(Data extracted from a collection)
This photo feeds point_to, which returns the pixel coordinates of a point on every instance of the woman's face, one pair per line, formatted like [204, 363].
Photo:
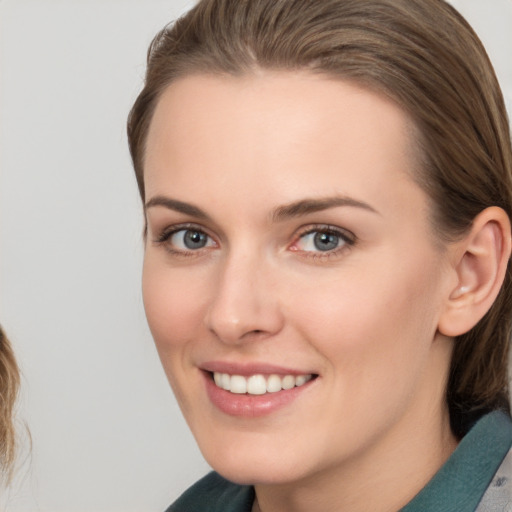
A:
[289, 258]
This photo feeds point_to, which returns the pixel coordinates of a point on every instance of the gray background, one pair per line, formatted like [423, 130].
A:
[106, 432]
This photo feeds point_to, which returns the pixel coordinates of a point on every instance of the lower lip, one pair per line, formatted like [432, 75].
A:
[251, 406]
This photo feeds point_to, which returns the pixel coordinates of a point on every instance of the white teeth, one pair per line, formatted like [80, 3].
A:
[238, 384]
[288, 382]
[258, 384]
[225, 382]
[274, 383]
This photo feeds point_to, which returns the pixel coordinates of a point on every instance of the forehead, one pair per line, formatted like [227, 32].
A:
[277, 134]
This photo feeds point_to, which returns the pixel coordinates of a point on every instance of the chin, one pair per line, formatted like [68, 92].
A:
[252, 466]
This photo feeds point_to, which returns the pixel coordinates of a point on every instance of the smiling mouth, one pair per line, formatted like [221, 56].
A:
[259, 384]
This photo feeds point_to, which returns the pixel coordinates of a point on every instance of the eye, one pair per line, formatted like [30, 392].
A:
[185, 240]
[324, 239]
[189, 239]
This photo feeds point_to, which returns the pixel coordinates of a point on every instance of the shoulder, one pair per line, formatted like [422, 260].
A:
[498, 496]
[214, 494]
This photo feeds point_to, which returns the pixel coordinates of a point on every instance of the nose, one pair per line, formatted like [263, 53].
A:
[245, 301]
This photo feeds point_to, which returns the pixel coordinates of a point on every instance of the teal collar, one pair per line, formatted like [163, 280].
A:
[462, 481]
[457, 487]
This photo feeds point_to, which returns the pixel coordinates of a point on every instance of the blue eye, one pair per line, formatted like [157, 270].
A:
[322, 240]
[189, 240]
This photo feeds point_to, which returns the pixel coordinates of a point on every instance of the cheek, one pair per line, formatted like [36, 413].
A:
[370, 319]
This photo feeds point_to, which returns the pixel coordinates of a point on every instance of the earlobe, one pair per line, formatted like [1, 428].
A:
[480, 265]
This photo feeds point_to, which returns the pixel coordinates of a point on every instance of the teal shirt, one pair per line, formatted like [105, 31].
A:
[458, 486]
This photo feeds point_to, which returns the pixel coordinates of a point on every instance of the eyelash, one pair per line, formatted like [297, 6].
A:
[164, 237]
[345, 236]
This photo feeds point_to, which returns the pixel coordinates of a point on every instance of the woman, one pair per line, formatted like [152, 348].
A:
[9, 384]
[327, 192]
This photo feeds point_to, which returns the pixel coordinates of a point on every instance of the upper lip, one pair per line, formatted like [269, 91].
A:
[247, 369]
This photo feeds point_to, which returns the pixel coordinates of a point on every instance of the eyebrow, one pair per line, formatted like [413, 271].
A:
[307, 206]
[177, 206]
[291, 210]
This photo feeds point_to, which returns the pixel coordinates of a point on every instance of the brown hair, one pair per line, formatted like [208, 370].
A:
[422, 54]
[9, 385]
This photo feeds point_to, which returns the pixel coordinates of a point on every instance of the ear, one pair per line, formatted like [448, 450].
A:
[480, 262]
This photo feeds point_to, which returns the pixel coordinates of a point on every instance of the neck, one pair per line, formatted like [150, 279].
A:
[384, 479]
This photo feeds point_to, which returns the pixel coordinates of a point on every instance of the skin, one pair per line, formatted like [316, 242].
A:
[363, 317]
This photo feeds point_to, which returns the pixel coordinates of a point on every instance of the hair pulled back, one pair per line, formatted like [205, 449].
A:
[420, 53]
[9, 385]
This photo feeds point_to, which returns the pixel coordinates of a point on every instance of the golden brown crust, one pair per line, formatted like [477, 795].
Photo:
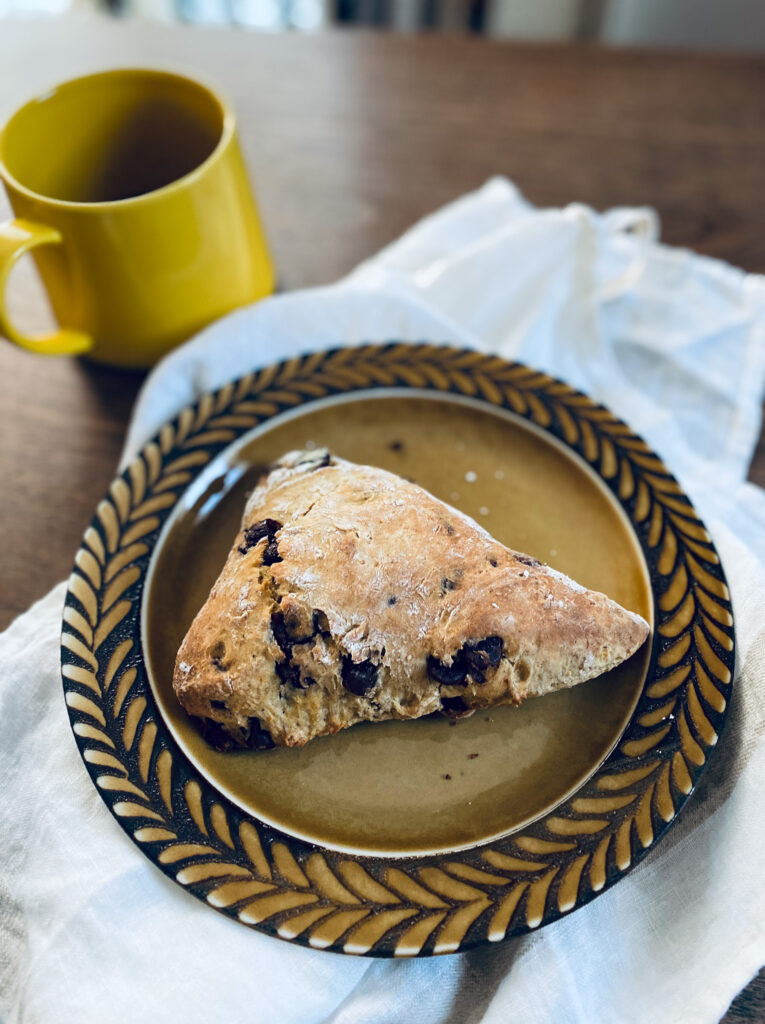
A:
[352, 595]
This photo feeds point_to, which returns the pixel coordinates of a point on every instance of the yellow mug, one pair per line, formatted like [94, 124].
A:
[130, 188]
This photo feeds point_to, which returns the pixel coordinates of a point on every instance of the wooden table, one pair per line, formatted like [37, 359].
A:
[350, 137]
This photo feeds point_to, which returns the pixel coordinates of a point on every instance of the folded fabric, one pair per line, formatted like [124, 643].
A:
[675, 344]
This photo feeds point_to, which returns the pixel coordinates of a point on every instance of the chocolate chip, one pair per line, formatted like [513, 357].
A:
[321, 623]
[482, 655]
[493, 647]
[264, 527]
[258, 737]
[358, 677]
[280, 633]
[315, 461]
[271, 555]
[473, 659]
[448, 675]
[478, 663]
[455, 708]
[214, 734]
[289, 673]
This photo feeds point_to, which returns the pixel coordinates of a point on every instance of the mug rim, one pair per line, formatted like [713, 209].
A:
[226, 135]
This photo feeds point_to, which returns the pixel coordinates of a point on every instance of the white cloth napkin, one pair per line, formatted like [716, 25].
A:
[673, 342]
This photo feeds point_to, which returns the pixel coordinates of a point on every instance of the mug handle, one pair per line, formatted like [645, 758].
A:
[16, 238]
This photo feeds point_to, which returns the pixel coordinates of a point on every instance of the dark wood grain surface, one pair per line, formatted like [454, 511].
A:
[349, 138]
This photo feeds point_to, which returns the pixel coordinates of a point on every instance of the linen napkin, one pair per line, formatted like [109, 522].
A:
[675, 344]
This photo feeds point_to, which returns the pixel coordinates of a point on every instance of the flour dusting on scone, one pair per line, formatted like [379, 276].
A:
[352, 595]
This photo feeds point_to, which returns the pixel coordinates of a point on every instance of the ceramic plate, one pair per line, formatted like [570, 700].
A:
[402, 838]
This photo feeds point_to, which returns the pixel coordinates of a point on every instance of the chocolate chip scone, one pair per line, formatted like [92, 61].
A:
[352, 595]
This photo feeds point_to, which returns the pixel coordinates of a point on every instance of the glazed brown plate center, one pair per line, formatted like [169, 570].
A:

_Task details_
Put these lines into a numbered list, skipping any blank lines and omitting the pictures.

_Solution_
1. This photo feeds point_to, which returns the pixel coordinates of a point on every instance of the woman's face, one pair per line, formatted like [204, 363].
2. Photo:
3. A:
4. [289, 258]
5. This photo feeds point_to, which returns the pixel coordinates of a point on every instance of the gray background, one pair per line, formatted like [423, 130].
6. A:
7. [106, 432]
8. This photo feeds point_to, which returns the pixel coordinates of a point on every instance of the lower lip, one pair per line, formatted like [432, 75].
9. A:
10. [251, 406]
11. This photo feeds point_to, which returns the pixel coordinates of a point on every instance of the white teeth, one pair per line, formatted like [80, 3].
12. A:
13. [238, 384]
14. [288, 382]
15. [258, 384]
16. [225, 382]
17. [274, 383]
18. This photo feeds point_to, which returns the pixel coordinates of a point on every instance of the forehead, one pair per line, formatted like [227, 32].
19. A:
20. [277, 134]
21. This photo feeds point_to, which returns the pixel coordinates of a point on every instance of the chin, one pair per line, formatted like [68, 92].
22. A:
23. [252, 466]
24. This photo feeds point_to, which returns the pixel coordinates of a point on every instance of the smiling mouth, one pair per line, formatted like [221, 56].
25. A:
26. [259, 384]
27. This photo feeds point_to, which returns the pixel coordinates of a point on every instance of the eye, one pair per line, formatted like [30, 392].
28. A:
29. [185, 240]
30. [324, 239]
31. [189, 239]
32. This photo feeds point_to, which returns the pixel coordinates of a point on every instance of the shoulder, one pair per line, formatted like [422, 260].
33. A:
34. [498, 496]
35. [214, 494]
36. This photo feeds point_to, which returns the pixel coordinates of a point on every instance of the nose, one pair per line, formatted like [263, 53].
37. A:
38. [245, 301]
39. This photo feeds point_to, which returns the pixel coordinates of a point on every instance of the teal collar, one pair per line, formatted like [163, 280].
40. A:
41. [462, 481]
42. [457, 487]
43. This photo feeds point_to, which returns the pixel coordinates of a point on every instance of the blue eye, one pair per line, formatted like [157, 270].
44. A:
45. [322, 240]
46. [189, 240]
47. This photo feeds point_to, which returns the pixel coordinates of a point on every instance of the cheek, one pair per line, formatted like [36, 413].
48. A:
49. [370, 319]
50. This photo feeds point_to, which returns the pixel coordinates of a point on every instance of the earlobe, one pair per line, formatted like [1, 428].
51. A:
52. [480, 265]
53. This photo feeds point_to, which returns the pixel coordinates of a point on every instance of the teal shirt, one pair per line, formatted like [105, 31].
54. A:
55. [458, 486]
56. This photo feeds point_to, which returns the pixel coordinates of a point on every instance of the eyelash, one pair per line, formatted like [297, 6].
57. A:
58. [164, 237]
59. [345, 236]
60. This photo feeds point_to, which returns the pixel coordinates of a point on every instance of the woman, one pair per line, formatted like [152, 348].
61. A:
62. [9, 384]
63. [327, 192]
64. This photo feeds point_to, which returns the pixel coordinates of a point on every instance of the upper lip, one pair per line, formatted like [269, 91].
65. A:
66. [247, 369]
67. This photo feeds point_to, which returns the pixel coordinates of a point on every instance of the eyebrow, one pair per line, formatted like [413, 271].
68. A:
69. [307, 206]
70. [177, 206]
71. [291, 210]
72. This photo feeds point_to, which returns the pixel coordinates of a point on every instance of the brown hair, one pair per line, formatted like [208, 370].
73. A:
74. [422, 54]
75. [9, 385]
76. This photo feeds point_to, which returns the pixel coordinates of a point on every instance of the ear, one pair per line, formatted like [448, 450].
77. A:
78. [480, 262]
79. This photo feeds point_to, which returns the pixel coordinates of a point on every instance of the neck, one pair per line, formatted like [150, 279].
80. A:
81. [384, 479]
82. This photo feeds point_to, which returns the pixel coordinates of a point on every instance of the skin, one pair per line, formatted like [316, 242].
83. A:
84. [363, 317]
85. This photo feeds point_to, which returns the pixel coordinates of a point on every instance of the hair pulled back, one pair per line, formatted like [205, 449].
86. A:
87. [420, 53]
88. [9, 385]
89. This photo feeds point_to, which returns the pixel coordinates of a point on every instance of the golden brown crust, one pair per line, formatted like [477, 795].
90. Photo:
91. A:
92. [352, 595]
93. This photo feeds point_to, which returns the pixel coordinates of a point on every instance of the yellow mug, one pair per line, formatted like [94, 124].
94. A:
95. [130, 188]
96. This photo feeds point_to, which returns the pixel coordinates of a point on every instance of the wooden table, one pair per line, formatted like [37, 359].
97. A:
98. [350, 137]
99. This photo feeds point_to, which returns the pixel coordinates of a point on every instance of the folded fabric, one pair per line, formatted like [124, 643].
100. A:
101. [675, 344]
102. This photo feeds point_to, which returns the pixel coordinates of a point on every instance of the chocolate chip, one pair per line, formatted like [513, 357].
103. A:
104. [321, 623]
105. [482, 655]
106. [493, 647]
107. [264, 527]
108. [258, 737]
109. [358, 677]
110. [280, 633]
111. [315, 461]
112. [271, 555]
113. [473, 659]
114. [448, 675]
115. [478, 663]
116. [455, 708]
117. [214, 734]
118. [289, 673]
119. This photo feeds point_to, which returns the pixel coordinates of a point on every instance of the mug rim, one pair per line, formatted like [713, 209].
120. A:
121. [226, 135]
122. This photo feeds point_to, which returns the pixel coordinates of a point on every instance of the white cloth napkin, one pair per line, formatted like [716, 25].
123. A:
124. [673, 342]
125. This photo feeds point_to, which returns the pixel coordinates of a point on every instance of the mug handle, one pair per line, formatted like [645, 758].
126. A:
127. [16, 238]
128. This photo feeds point_to, which returns the pixel coordinates of a point on every instance of the dark wood grain surface, one pair per line, formatted like [454, 511].
129. A:
130. [349, 138]
131. This photo feeds point_to, which returns the pixel coordinates of a point on every instance of the linen napkin, one pair per line, formatted like [109, 522].
132. A:
133. [675, 344]
134. This photo feeds point_to, which returns the pixel coordinates of a point on every instance of the flour dusting on scone, one pair per line, formatted like [379, 276].
135. A:
136. [352, 595]
137. This photo feeds point_to, which returns the pixel coordinates of a point on every instance of the ceramic plate, one pair per line, formatted like [570, 700].
138. A:
139. [402, 838]
140. This photo feeds point_to, which returns the pixel coordinates of a point on every instance of the chocolate chip scone, one pair per line, formatted like [92, 61].
141. A:
142. [352, 595]
143. This photo feeds point_to, which returns the pixel coordinates of a point on every instance of the glazed brown plate center, one pair per line, formatted like [169, 570].
144. A:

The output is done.